• PROBLEM 1: Rewrite the records from the line with "Indicate the striped" up to and including the line with "[1248, 875]" as a numbered list, leaving out any blank lines.

• DOCUMENT EXTRACT:
——

This is the original version (as it was originally enacted).

Chapter 18General and supplementary provisions

Connections between persons

466Companies connected for an accounting period

(1)This section and sections 467 to 471 have effect for the purposes of any provisions of this Part which apply this section (but this does not affect the application of section 1316(1) (meaning of “connected” persons) for other purposes of this Part).

(2)There is a connection between a company (“A”) and another company (“B”) for an accounting period if there is a time in the period when—

(a)A controls B,

(b)B controls A, or

(c)A and B are both controlled by the same person.

(3)But A and B are not taken to be controlled by the same person just because they have been under the control of—

(a)the Crown,

(b)a Minister of the Crown,

(c)a government department,

(d)a Northern Ireland department,

(e)a foreign sovereign power, or

(f)an international organisation.

(4)Subsection (2) is subject to section 468 (connection between companies to be ignored in some circumstances).

(5)For a case where companies are treated as if one controlled the other, see section 383(5) (inter-partnership lending between connected company partners etc).

(6)Section 472 (meaning of “control”) applies for the purposes of this section.

467Connections where partnerships are involved

(1)This section applies for the purposes of the provisions which apply section 466 (“the relevant provisions”) if—

(a)a trade or business is carried on by a firm, and

(b)the firm stands in the position of a creditor or debtor as respects a money debt.

(2)The questions about connections specified in subsection (3) must be determined as if each of the partners in the firm separately (rather than the firm), stood in that position as respects the debt to the extent of that partner’s appropriate share.

(3)The questions are—

(a)whether for the purposes of this Part there is a connection for the purposes of the relevant provisions between any two companies for an accounting period in the case of a loan relationship, and

(b)how far any amount is treated under this Part in any particular way as a result of there being, or not being, such a connection.

(4)For the purposes of subsection (2), a partner’s “appropriate share” is the same share as the share in which any profit or loss for the accounting period in question would be apportioned to the partner in accordance with the firm’s profit-sharing arrangements.

(5)The references in subsections (2) to (4) to partners do not include references to the general partner of a limited partnership which is a collective investment scheme.

——

• INFORMATION SHOWN:
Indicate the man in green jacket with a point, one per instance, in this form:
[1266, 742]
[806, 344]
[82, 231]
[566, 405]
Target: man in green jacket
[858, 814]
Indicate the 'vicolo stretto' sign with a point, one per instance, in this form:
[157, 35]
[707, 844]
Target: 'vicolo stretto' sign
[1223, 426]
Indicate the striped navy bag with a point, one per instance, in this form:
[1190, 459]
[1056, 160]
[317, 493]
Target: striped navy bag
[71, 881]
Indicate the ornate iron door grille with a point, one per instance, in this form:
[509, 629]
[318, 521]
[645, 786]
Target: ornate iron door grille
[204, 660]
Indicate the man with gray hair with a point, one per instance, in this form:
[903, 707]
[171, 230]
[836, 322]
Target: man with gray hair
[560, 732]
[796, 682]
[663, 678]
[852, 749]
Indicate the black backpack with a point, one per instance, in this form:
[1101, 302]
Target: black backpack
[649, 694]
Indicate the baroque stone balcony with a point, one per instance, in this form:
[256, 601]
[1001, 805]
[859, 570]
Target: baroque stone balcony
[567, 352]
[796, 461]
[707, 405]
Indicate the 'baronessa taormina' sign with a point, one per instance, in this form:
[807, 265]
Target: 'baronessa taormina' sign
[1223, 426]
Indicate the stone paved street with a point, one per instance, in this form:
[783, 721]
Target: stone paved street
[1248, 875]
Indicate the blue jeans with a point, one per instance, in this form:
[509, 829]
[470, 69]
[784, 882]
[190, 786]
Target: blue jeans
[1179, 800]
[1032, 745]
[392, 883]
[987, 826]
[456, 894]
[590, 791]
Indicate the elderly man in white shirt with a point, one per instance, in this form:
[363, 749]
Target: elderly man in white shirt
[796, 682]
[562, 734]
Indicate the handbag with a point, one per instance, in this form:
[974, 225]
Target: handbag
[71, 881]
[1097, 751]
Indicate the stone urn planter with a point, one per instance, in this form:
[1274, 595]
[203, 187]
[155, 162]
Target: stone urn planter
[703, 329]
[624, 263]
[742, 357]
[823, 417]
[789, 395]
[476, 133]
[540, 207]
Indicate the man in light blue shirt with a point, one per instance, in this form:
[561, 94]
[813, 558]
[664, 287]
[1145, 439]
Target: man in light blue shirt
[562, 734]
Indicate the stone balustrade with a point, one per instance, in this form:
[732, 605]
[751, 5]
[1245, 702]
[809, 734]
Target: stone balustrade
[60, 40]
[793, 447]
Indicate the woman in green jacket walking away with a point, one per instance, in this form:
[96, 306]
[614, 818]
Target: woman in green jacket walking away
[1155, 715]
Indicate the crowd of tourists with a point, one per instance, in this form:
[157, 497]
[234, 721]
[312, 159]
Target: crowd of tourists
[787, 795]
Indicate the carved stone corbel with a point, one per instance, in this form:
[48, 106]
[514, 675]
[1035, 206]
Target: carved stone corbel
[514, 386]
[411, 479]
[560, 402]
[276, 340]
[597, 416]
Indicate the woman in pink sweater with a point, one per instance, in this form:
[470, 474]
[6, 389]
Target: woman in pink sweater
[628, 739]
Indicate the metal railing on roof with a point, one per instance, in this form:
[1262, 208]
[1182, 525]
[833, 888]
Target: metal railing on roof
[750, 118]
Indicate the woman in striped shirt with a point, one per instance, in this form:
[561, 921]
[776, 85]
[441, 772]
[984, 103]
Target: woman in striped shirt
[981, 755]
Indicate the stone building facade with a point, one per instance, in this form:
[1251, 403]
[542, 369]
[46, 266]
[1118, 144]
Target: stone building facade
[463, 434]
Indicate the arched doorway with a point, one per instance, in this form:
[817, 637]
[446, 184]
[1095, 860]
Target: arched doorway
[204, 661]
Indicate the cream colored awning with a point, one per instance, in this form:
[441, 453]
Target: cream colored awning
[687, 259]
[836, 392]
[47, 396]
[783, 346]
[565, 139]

——

• PROBLEM 2: In the legal extract above, condense the paragraph beginning "(4)For the purposes of subsection (2), a partner’s" while keeping its main facts.

• EXERCISE SOLUTION 1:
1. Indicate the striped navy bag with a point, one per instance, in this form:
2. [1190, 459]
3. [1056, 160]
4. [317, 493]
5. Target: striped navy bag
6. [71, 881]
7. Indicate the ornate iron door grille with a point, one per instance, in this form:
8. [509, 629]
9. [318, 521]
10. [645, 786]
11. Target: ornate iron door grille
12. [204, 660]
13. Indicate the man with gray hair with a point, one per instance, in this form:
14. [903, 707]
15. [171, 230]
16. [836, 322]
17. Target: man with gray hair
18. [560, 732]
19. [796, 682]
20. [663, 678]
21. [852, 749]
22. Indicate the black backpack with a point, one per instance, in this form:
23. [1101, 302]
24. Target: black backpack
25. [649, 694]
26. Indicate the baroque stone balcony with a point, one per instance, in this form:
27. [256, 601]
28. [1001, 805]
29. [859, 570]
30. Target: baroque stone balcony
31. [567, 352]
32. [796, 461]
33. [707, 405]
34. Indicate the 'baronessa taormina' sign with a point, one per instance, in this form:
35. [807, 265]
36. Target: 'baronessa taormina' sign
37. [1223, 426]
38. Indicate the stone paved street with a point, one per instance, in this form:
39. [783, 721]
40. Target: stone paved street
41. [1248, 875]

• EXERCISE SOLUTION 2: Under subsection (2), a partner's "appropriate share" is the share of any profit or loss for the relevant accounting period that the firm's profit-sharing arrangements would apportion to that partner.